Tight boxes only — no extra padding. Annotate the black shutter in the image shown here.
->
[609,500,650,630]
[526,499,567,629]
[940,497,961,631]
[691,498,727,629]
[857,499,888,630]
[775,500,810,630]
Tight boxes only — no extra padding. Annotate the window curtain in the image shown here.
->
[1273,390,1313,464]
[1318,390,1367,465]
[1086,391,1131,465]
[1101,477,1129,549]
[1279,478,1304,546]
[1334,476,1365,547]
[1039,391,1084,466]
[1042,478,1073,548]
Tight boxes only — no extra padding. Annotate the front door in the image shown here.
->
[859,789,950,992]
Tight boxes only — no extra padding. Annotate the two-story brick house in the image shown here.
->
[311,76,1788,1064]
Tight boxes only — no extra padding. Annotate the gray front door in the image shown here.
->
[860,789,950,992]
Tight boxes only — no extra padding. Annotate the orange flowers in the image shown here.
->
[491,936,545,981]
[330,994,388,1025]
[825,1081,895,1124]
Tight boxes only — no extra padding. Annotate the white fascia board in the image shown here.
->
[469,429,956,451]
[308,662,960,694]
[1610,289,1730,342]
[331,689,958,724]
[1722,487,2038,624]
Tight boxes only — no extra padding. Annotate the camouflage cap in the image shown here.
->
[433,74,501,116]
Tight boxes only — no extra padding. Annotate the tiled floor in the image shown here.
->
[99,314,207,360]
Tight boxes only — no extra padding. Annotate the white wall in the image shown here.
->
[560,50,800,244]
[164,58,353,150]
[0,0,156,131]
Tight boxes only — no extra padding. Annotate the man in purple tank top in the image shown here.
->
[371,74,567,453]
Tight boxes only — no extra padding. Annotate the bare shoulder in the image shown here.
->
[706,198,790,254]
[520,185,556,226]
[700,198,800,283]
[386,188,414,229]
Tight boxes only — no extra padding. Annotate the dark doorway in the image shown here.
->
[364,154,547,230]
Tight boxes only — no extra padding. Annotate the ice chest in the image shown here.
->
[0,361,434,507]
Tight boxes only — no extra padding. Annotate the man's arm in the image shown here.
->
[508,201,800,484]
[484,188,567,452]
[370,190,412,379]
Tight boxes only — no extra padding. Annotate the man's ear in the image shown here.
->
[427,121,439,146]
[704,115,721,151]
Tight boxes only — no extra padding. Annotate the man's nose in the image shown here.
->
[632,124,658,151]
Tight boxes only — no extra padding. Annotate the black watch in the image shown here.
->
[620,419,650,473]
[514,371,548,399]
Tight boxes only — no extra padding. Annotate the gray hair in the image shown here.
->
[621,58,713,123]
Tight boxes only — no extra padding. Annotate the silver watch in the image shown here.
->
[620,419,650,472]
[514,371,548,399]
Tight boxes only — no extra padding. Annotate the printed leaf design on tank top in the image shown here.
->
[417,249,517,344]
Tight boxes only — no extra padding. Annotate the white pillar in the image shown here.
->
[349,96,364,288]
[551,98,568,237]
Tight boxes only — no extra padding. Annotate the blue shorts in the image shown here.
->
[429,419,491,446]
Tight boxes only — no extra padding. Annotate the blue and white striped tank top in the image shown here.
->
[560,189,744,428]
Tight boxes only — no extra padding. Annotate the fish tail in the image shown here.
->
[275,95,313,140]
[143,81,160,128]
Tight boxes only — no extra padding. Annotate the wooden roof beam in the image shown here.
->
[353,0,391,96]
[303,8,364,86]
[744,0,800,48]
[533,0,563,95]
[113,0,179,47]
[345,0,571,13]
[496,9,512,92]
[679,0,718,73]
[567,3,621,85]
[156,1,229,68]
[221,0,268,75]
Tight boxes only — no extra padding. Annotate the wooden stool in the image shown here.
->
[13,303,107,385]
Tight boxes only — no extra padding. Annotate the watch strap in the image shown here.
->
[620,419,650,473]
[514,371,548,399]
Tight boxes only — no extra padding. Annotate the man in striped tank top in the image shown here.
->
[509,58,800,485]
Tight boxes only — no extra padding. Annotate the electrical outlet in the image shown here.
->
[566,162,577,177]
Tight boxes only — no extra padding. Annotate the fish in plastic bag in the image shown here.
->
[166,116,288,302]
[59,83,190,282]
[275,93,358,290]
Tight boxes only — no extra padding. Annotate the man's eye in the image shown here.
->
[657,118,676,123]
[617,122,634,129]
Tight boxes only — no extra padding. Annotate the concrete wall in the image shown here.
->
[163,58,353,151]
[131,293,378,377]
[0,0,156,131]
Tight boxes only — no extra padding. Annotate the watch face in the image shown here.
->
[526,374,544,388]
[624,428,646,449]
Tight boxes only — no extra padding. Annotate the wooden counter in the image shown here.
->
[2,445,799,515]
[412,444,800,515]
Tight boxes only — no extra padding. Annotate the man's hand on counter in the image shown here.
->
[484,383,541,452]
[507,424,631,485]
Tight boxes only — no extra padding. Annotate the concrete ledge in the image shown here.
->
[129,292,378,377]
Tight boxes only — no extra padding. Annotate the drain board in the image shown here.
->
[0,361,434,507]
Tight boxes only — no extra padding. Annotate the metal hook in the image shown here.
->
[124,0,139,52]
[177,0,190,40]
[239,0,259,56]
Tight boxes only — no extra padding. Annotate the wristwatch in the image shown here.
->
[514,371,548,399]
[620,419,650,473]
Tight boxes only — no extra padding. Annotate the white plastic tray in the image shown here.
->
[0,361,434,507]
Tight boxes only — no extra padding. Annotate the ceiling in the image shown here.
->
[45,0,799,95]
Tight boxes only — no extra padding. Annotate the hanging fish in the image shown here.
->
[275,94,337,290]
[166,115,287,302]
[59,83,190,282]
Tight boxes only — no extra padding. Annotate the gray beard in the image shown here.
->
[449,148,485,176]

▶ _GOAL OF THE EXERCISE_
Beginning with the line that contains "Tight boxes only — no extra padding. Annotate the ceiling", return every line through the end of the data above, exactly as written.

▶ _RESULT BELOW_
Tight boxes only — no extra padding. Annotate the ceiling in the image shown here.
->
[45,0,799,95]
Tight boxes only — no extra padding. Annotate the hanging fish in the image shown here.
->
[275,94,337,290]
[166,115,287,302]
[59,83,190,282]
Tight boxes only — no extra padding. Annotate the gray beard in the image shown here.
->
[449,148,485,176]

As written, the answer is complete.